▶ Problem requirements
Write the next few sentences of the passage on St. Angela, picking up after its final sentence.

▶ Source document
----------

Death and Canonization

St. Angela died peacefully in 1309. She was beatified in 1701 by Pope Clement XI and was recently canonized by Pope Francis in October 2013 through the comparatively rare process of “equivalent canonization.” In "equivalent canonizaion" the Pope may choose to waive the common judicial process of canonization and declare a Blessed’s liturgical cult to be extended to the universal church. Esteem for St. Angela, her life, and her writings, has been expressed by many, including St. John Paul II, who called her “master of theologians” during his 1993 homily at the site of her tomb.[1]

Legacy for the Faithful

St. Angela is recognized as a “great mystic”[2] and visionary. She experienced trances during which she received many mystical revelations, which were eventually written down in her dictated works “Book of Visions and Instructions” and “Memoriale.” These works also record the story of her conversion and the early stages of her spiritual journey. As St. Angela grew in holiness, her reputation for charity, penance, and sanctity gathered a growing group of followers who sought to journey toward deeper understanding of and relationship with God under St. Angela’s instruction. St. Angela was a very effective spiritual teacher, and many benefitted from her insights and guidance. She encouraged dedication in prayer and dependence on God, claiming that

No one can be saved without divine light. Divine light causes us to begin and to make progress, and it leads us to the summit of perfection. Therefore if you want to begin and to receive this divine light, pray. If you have begun to make progress, pray. And if you have reached the summit of perfection, and want to be super-illumined so as to remain in that state, pray. If you want faith, pray. If you want hope, pray. If you want charity, pray. If you want poverty, pray. If you want obedience, pray. If you want chastity, pray. If you want humility, pray. If you want meekness, pray. If you want fortitude, pray. If you want any virtue, pray."

----------

Rows from a dataset
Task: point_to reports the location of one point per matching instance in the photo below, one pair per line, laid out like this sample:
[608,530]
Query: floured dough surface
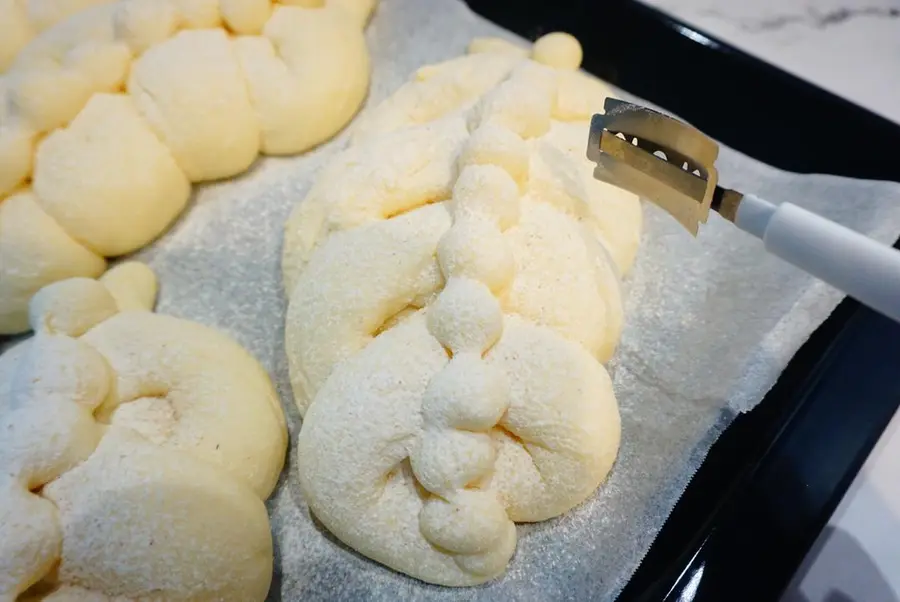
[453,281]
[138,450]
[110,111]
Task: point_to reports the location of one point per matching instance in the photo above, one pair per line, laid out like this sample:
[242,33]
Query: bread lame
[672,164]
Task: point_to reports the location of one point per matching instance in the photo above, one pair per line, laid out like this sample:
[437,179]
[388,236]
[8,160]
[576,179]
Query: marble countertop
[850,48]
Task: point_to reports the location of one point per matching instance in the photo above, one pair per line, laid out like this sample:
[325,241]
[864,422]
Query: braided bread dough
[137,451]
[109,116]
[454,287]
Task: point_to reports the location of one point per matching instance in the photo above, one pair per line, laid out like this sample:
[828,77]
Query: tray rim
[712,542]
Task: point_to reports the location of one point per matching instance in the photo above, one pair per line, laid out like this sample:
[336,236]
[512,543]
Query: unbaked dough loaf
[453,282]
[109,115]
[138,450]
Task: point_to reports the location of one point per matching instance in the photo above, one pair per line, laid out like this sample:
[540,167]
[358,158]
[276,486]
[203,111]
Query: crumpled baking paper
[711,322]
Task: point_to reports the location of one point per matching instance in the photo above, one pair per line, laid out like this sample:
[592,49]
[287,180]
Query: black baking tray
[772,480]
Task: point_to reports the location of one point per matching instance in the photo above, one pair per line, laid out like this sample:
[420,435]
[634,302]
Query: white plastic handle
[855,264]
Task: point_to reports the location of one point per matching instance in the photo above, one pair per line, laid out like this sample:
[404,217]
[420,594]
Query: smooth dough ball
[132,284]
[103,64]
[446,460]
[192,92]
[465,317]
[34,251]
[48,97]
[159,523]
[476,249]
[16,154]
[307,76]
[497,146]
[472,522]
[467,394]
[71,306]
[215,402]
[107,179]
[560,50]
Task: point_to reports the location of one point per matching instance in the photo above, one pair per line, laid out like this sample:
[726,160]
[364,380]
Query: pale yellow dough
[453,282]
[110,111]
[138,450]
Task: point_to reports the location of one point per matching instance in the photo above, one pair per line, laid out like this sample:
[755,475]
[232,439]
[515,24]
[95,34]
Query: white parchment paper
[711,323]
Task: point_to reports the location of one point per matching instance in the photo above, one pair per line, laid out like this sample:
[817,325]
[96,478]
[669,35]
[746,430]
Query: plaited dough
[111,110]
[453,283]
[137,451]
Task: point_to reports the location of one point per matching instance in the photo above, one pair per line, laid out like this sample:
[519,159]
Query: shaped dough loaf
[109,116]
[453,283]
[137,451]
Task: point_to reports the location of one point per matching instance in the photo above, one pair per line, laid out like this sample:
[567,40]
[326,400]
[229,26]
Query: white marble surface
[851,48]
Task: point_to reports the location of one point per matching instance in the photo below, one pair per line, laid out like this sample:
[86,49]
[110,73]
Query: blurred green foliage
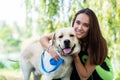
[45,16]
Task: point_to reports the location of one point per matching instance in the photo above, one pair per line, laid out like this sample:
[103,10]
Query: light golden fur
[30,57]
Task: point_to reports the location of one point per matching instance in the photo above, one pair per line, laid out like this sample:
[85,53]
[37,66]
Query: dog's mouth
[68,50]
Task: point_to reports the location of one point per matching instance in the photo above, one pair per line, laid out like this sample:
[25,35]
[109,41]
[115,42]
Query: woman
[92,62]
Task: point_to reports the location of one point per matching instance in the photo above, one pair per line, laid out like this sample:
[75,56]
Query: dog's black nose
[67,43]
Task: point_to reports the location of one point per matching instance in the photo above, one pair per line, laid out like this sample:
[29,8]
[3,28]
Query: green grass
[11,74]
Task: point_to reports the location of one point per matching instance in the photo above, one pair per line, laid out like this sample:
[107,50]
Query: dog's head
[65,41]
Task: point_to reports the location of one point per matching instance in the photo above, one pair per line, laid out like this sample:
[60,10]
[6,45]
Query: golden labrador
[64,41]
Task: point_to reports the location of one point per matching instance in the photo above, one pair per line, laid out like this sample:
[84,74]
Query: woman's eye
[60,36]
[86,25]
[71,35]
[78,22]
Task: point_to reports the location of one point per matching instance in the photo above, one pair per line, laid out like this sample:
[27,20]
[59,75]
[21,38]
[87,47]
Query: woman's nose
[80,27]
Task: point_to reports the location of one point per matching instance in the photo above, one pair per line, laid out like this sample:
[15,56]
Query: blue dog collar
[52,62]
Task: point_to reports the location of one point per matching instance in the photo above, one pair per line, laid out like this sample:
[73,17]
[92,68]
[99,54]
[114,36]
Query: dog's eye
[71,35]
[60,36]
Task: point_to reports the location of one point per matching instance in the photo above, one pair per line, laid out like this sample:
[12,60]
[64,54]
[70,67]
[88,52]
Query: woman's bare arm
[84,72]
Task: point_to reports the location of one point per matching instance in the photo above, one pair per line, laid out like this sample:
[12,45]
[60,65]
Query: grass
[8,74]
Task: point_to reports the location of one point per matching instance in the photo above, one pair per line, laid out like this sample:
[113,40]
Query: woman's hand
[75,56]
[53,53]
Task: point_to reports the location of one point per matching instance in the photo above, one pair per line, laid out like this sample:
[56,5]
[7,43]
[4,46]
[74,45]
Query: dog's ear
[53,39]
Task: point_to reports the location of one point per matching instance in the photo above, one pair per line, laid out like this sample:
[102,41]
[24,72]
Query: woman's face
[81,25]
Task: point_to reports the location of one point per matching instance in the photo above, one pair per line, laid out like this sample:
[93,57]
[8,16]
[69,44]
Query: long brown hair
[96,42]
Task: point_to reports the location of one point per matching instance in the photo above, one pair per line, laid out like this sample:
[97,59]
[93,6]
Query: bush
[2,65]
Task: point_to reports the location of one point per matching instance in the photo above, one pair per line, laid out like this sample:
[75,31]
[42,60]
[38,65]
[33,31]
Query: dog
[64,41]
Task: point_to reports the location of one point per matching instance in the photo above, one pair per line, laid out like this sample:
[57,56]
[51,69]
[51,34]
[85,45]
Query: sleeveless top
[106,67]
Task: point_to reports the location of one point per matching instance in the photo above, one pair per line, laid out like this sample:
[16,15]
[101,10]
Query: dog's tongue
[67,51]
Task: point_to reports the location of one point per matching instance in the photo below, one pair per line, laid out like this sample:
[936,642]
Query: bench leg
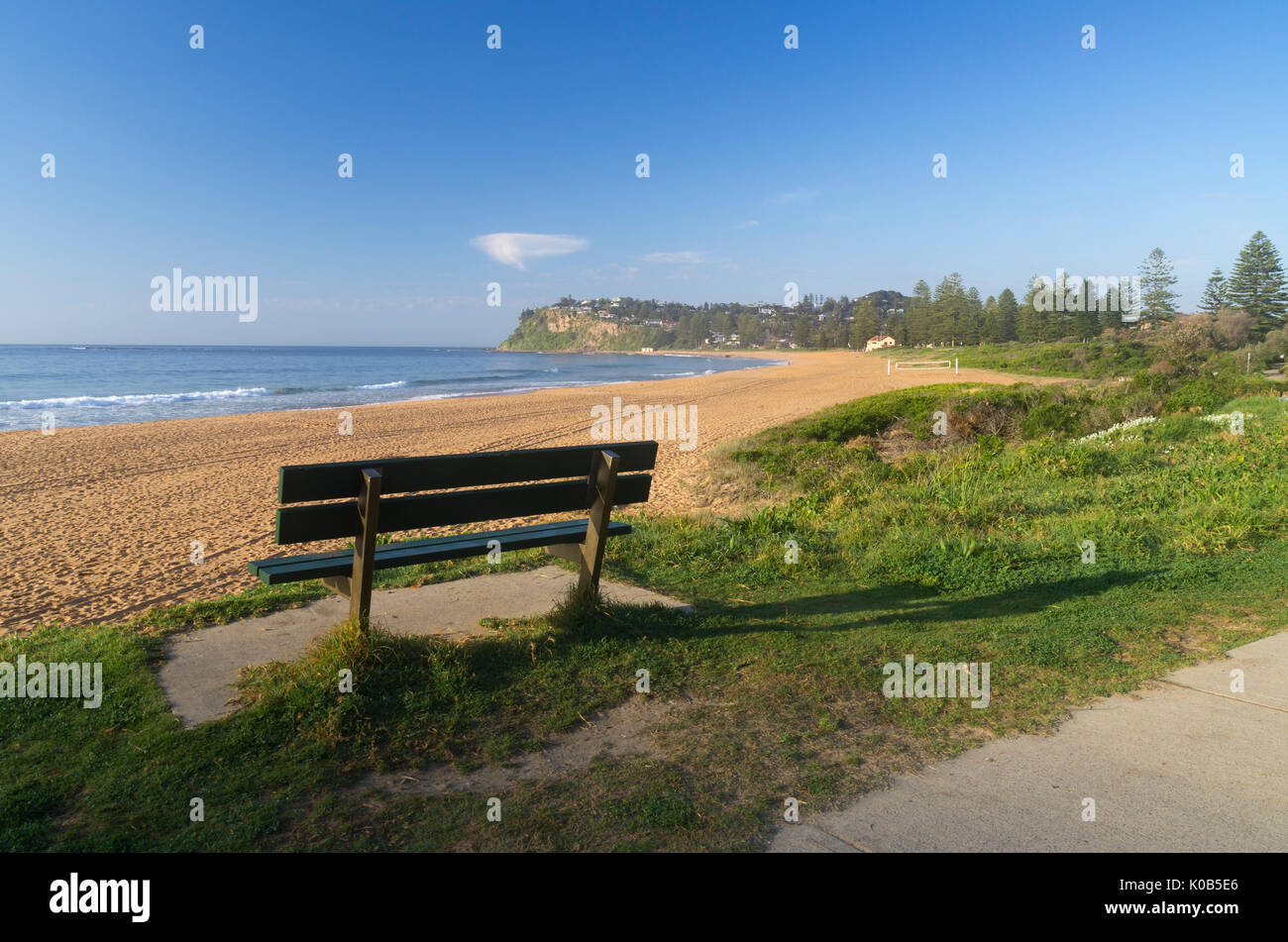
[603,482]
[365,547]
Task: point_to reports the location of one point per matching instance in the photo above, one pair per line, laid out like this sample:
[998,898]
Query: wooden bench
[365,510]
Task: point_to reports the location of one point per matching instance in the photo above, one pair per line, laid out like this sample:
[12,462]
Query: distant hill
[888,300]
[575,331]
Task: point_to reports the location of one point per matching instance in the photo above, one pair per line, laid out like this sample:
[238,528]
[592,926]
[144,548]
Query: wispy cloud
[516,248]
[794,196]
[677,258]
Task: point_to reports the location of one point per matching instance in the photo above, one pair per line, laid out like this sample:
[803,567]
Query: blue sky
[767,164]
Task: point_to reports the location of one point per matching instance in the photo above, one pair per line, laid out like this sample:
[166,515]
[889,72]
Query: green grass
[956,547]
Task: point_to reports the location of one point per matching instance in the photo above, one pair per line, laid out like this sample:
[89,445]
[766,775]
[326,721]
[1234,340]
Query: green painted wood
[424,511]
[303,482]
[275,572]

----------

▶ Result of the task
I find St. Angela’s humility throughout the process of her conversion incredibly inspiring. Her willingness to release her sinful past to the mercy of God and accept humbly the “clean state” offered by His grace resonates in my heart, that is so desirous of a “fresh start.” St. Angela is a wonderful saint for us to look to as we launch into a New Year, since her life testifies to the renewal that we are offered by God’s grace. Fortunately for us as Catholics, a “clean slate” does not come around only once every 365 days. It does not require champagne toasts or fireworks (although it might be nice to walk into a celebration every time we leave the confessional). It is as simple and as accessible as a visit to confession, a prayerful rededication of our hearts to God, and a openness to the strength He so willingly offers us when we set out in search of Him. I hope we all take every opportunity for conversion (and they are presented to us everyday) this year and for all the years to come. Happy New Year to one and all! St. Angela, Pray for us!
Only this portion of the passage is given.